*** RECORDS FOR THIS TASK ***

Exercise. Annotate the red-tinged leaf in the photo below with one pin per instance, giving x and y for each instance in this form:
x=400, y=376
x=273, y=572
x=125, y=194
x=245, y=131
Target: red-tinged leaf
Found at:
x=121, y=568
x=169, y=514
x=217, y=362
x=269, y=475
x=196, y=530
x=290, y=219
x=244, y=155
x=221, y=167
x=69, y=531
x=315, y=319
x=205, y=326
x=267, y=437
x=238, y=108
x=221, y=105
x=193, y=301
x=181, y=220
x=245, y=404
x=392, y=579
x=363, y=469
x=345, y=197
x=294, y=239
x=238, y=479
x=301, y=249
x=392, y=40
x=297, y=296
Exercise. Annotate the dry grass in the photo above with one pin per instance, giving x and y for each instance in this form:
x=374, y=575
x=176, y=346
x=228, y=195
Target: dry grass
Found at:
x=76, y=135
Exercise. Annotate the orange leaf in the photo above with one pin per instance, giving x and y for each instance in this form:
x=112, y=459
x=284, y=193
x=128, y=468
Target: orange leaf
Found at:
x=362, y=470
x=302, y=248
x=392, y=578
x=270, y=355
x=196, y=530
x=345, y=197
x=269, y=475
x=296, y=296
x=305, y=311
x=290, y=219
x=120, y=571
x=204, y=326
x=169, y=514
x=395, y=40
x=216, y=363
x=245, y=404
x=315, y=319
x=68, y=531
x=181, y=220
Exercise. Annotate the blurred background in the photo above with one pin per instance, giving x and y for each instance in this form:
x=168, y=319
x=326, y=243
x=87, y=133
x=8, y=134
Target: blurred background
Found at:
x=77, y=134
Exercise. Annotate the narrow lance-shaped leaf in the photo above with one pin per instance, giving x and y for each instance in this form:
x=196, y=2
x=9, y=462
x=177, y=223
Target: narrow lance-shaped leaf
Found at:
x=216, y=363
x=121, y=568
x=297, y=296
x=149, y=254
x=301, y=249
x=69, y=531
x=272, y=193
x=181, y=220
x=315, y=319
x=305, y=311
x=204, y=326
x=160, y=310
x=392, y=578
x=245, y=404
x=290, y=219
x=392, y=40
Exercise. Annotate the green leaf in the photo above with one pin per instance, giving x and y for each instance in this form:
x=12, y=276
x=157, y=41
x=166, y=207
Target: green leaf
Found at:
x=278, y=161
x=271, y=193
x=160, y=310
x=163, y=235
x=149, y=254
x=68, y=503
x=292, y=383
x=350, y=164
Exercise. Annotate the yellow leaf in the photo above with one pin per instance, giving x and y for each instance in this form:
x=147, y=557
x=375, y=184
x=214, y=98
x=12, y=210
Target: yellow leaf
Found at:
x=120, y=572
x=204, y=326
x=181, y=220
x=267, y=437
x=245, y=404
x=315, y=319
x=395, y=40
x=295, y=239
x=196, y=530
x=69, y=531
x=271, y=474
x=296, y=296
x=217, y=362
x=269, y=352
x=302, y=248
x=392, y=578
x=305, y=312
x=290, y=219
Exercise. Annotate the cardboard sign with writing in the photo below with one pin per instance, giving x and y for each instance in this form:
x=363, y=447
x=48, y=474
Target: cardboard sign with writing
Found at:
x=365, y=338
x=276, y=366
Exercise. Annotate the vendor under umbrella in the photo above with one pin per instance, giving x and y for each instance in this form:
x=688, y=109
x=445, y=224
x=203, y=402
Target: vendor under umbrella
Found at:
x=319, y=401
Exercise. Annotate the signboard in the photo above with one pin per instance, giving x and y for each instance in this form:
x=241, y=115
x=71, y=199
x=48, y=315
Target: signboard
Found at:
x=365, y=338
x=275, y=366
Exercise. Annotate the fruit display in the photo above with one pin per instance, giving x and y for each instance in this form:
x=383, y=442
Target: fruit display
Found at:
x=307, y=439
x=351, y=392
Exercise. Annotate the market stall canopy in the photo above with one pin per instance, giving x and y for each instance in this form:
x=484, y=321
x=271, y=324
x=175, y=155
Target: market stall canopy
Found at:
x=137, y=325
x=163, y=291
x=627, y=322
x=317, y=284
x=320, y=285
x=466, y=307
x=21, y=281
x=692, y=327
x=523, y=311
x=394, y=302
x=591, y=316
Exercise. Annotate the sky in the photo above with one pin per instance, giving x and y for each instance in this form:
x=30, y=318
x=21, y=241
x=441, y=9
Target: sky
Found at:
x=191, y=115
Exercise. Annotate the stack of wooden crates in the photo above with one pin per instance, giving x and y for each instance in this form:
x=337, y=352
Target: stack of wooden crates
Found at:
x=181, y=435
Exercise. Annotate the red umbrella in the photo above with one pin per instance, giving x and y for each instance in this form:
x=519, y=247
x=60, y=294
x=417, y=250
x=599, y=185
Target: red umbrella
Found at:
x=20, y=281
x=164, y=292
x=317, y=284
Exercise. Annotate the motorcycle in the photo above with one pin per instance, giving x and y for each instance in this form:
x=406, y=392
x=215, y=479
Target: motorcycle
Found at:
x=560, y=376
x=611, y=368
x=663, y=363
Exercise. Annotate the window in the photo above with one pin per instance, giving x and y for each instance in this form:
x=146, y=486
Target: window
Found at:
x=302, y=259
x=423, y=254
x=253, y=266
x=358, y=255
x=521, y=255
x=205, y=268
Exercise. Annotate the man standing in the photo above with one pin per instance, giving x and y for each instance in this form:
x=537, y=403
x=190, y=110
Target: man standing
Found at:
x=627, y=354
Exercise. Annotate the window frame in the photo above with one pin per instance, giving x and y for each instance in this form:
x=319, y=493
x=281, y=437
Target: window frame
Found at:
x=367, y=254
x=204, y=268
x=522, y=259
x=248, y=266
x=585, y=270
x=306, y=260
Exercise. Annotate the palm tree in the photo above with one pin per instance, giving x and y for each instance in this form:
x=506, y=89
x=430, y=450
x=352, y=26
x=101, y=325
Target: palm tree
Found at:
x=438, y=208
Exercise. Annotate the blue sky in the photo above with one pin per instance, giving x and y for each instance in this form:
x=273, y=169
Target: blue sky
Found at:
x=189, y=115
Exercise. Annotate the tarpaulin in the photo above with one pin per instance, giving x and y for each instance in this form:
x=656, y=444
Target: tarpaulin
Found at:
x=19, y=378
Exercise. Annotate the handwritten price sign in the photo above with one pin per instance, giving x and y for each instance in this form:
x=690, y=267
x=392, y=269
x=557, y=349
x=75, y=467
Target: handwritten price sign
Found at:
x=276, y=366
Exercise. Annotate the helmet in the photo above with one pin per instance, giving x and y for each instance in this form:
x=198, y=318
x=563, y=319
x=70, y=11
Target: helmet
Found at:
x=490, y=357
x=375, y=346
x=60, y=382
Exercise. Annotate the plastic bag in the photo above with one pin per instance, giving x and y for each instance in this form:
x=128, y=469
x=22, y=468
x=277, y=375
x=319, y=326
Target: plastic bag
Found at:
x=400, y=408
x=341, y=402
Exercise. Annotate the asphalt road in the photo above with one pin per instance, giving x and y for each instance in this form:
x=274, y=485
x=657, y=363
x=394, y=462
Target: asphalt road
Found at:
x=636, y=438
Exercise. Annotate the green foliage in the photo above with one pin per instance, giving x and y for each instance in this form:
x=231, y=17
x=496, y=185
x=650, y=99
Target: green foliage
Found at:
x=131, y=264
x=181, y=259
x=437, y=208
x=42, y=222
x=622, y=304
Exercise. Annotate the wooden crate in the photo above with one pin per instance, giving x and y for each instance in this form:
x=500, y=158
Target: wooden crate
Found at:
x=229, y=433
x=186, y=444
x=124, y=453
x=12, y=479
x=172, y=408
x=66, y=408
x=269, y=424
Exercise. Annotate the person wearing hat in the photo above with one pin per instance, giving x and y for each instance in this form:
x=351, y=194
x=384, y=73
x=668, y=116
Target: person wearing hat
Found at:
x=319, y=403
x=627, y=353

*** End of RECORDS FOR THIS TASK ***

* EXERCISE DESCRIPTION *
All entries must be duplicated exactly, with none left out.

* REPLY *
Exercise. Annotate the red-tinged leaf in the photo below with one pin per instance, giving x and y for each instance in this form:
x=400, y=376
x=273, y=572
x=125, y=194
x=245, y=131
Target: red-tinged leaf
Found at:
x=121, y=568
x=169, y=514
x=217, y=362
x=269, y=475
x=196, y=530
x=290, y=219
x=244, y=155
x=221, y=167
x=69, y=531
x=315, y=319
x=205, y=326
x=267, y=437
x=238, y=108
x=221, y=105
x=193, y=301
x=181, y=220
x=245, y=404
x=392, y=579
x=363, y=469
x=345, y=197
x=294, y=239
x=238, y=479
x=301, y=249
x=392, y=40
x=297, y=296
Exercise. Annotate the dry grass in the photo above with one pin per instance, giving x and y for each instance in this form:
x=374, y=575
x=176, y=346
x=228, y=195
Target: dry grass
Found at:
x=76, y=135
Exercise. Annotate the orange leaf in the photo above with one pin per instance, giving x and y for each instance in this form:
x=112, y=459
x=284, y=193
x=128, y=468
Target: orange leaf
Found at:
x=362, y=470
x=302, y=248
x=392, y=578
x=270, y=355
x=196, y=530
x=345, y=197
x=269, y=475
x=296, y=296
x=305, y=311
x=290, y=219
x=120, y=571
x=204, y=326
x=169, y=514
x=395, y=40
x=216, y=363
x=245, y=404
x=315, y=319
x=68, y=531
x=181, y=220
Exercise. Annotate the blurred background in the photo above with one pin per instance, giving x and y for each instance in this form:
x=168, y=319
x=326, y=243
x=87, y=133
x=8, y=134
Target: blurred background
Found at:
x=77, y=134
Exercise. Annotate the narrow lance-shaped leaf in the photo above with one pin per instance, giving x and y for each instance in this form:
x=196, y=2
x=9, y=462
x=177, y=223
Target: narrow lance-shaped leaf
Found at:
x=216, y=363
x=121, y=568
x=297, y=296
x=149, y=254
x=301, y=249
x=69, y=531
x=272, y=193
x=181, y=220
x=315, y=319
x=305, y=311
x=204, y=326
x=160, y=310
x=392, y=578
x=245, y=404
x=290, y=219
x=392, y=40
Exercise. Annotate the green leaf in the photo above with one pin per instance, giving x and y for each instance in this form:
x=12, y=276
x=157, y=41
x=166, y=207
Target: green leaf
Found at:
x=278, y=161
x=271, y=193
x=160, y=310
x=163, y=235
x=149, y=254
x=68, y=503
x=292, y=383
x=350, y=164
Exercise. Annotate the yellow leaf in the photo above with one pin per instance, giving x and y for each instance in this form:
x=147, y=557
x=375, y=184
x=214, y=98
x=12, y=210
Target: yellow leaf
Found at:
x=120, y=572
x=204, y=326
x=181, y=220
x=267, y=437
x=245, y=404
x=315, y=319
x=395, y=40
x=295, y=239
x=196, y=530
x=69, y=531
x=271, y=474
x=296, y=296
x=217, y=362
x=269, y=352
x=302, y=248
x=392, y=578
x=305, y=312
x=290, y=219
Exercise. Annotate the cardboard sign with writing in the photo below with one pin per instance, giving x and y for each instance in this form:
x=363, y=447
x=48, y=474
Target: cardboard sign with writing
Found at:
x=365, y=338
x=276, y=366
Exercise. Annotate the vendor under umbrella in the photo above with one pin per instance, giving x and y for each instance in this form:
x=688, y=109
x=445, y=224
x=203, y=402
Target: vendor under umbrella
Found at:
x=319, y=401
Exercise. Annotate the signboard in the photo above with one pin per instance, giving x and y for each instance in this form:
x=241, y=115
x=71, y=199
x=48, y=315
Target: signboard
Found at:
x=365, y=338
x=275, y=366
Exercise. Annotate the fruit display in the photo above with one pin per instance, giving x and y for each instance in this form:
x=383, y=442
Target: fruit display
Found at:
x=307, y=439
x=351, y=392
Exercise. Annotate the market stall canopy in the photo above with one pin per instance, giving x and y for each instance in this form:
x=484, y=321
x=271, y=324
x=175, y=155
Target: market stall canopy
Found at:
x=137, y=325
x=163, y=291
x=627, y=322
x=317, y=284
x=320, y=285
x=466, y=307
x=21, y=281
x=692, y=327
x=523, y=311
x=394, y=302
x=591, y=316
Exercise. Annotate the sky in the photo above with one pin per instance, giving x and y for each instance in this form:
x=30, y=318
x=21, y=241
x=441, y=9
Target: sky
Found at:
x=191, y=115
Exercise. Annotate the stack of wooden crates in the photo above with one pin per instance, giving x and y for each instance in this form:
x=337, y=352
Target: stack of wooden crates
Found at:
x=181, y=435
Exercise. Annotate the red umbrella in the photo above with one pin per instance, giving x and y for each instance in this form:
x=519, y=247
x=60, y=294
x=417, y=250
x=599, y=185
Target: red umbrella
Found at:
x=20, y=281
x=164, y=292
x=317, y=284
Exercise. Annotate the motorcycle in the photo above with one pin per instance, giving x and y for each instance in this form:
x=406, y=392
x=215, y=479
Target: motorcycle
Found at:
x=560, y=376
x=611, y=368
x=663, y=363
Exercise. Annotate the window in the photo above with one pin per instance, giving x and y for each instance in this form:
x=146, y=486
Target: window
Found at:
x=302, y=259
x=423, y=254
x=253, y=266
x=358, y=255
x=521, y=255
x=205, y=268
Exercise. Annotate the man standing in the photo above with one pin per instance, giving x and y for each instance in this form:
x=537, y=403
x=190, y=110
Target: man standing
Found at:
x=627, y=354
Exercise. Annotate the window frame in the photo above with one pin per instance, giving x and y for each instance in this form:
x=319, y=493
x=281, y=437
Target: window frame
Found at:
x=367, y=254
x=204, y=268
x=522, y=259
x=248, y=266
x=585, y=270
x=306, y=260
Exercise. Annotate the palm tree in the photo above with one pin per instance, giving x and y for each instance in this form:
x=506, y=89
x=430, y=450
x=352, y=26
x=101, y=325
Target: palm tree
Found at:
x=438, y=208
Exercise. Annotate the blue sky in the photo above with one pin per instance, giving x and y for each instance in this form:
x=273, y=169
Target: blue sky
Found at:
x=189, y=115
Exercise. Annotate the tarpaulin in the photo above with one pin per instance, giving x and y for each instance in this form:
x=656, y=444
Target: tarpaulin
Found at:
x=19, y=378
Exercise. Annotate the handwritten price sign in the photo above with one pin per instance, giving x and y for each instance in this form:
x=690, y=267
x=392, y=269
x=557, y=349
x=75, y=467
Target: handwritten price sign
Found at:
x=276, y=366
Exercise. Annotate the helmet in the photo above with one pin per instance, giving x and y for each instance in this form:
x=198, y=318
x=563, y=319
x=70, y=11
Target: helmet
Found at:
x=490, y=357
x=375, y=346
x=60, y=382
Exercise. Annotate the plastic bag in the photo above with one pin per instance, giving x and y for each instance in this form:
x=128, y=469
x=22, y=468
x=277, y=375
x=319, y=326
Target: plastic bag
Found at:
x=400, y=408
x=341, y=402
Exercise. Annotate the asphalt road in the photo above with one pin per instance, giving x and y for each instance in this form:
x=274, y=485
x=657, y=363
x=394, y=462
Target: asphalt road
Found at:
x=636, y=438
Exercise. Annotate the green foliage in the photo above with one pin per instance, giving x and y for each instance in this form:
x=231, y=17
x=496, y=185
x=650, y=99
Target: green foliage
Found at:
x=131, y=264
x=181, y=259
x=437, y=208
x=42, y=222
x=622, y=304
Exercise. Annotate the wooden crate in the photo above with one pin per instance, giving x and y for each instance in this form:
x=500, y=158
Target: wooden crate
Found at:
x=229, y=433
x=186, y=444
x=124, y=453
x=12, y=479
x=172, y=408
x=66, y=408
x=269, y=424
Exercise. Annotate the person wearing hat in the photo above with one pin per instance, giving x and y for each instance in this form:
x=351, y=194
x=384, y=73
x=668, y=116
Target: person wearing hat
Found at:
x=319, y=403
x=627, y=353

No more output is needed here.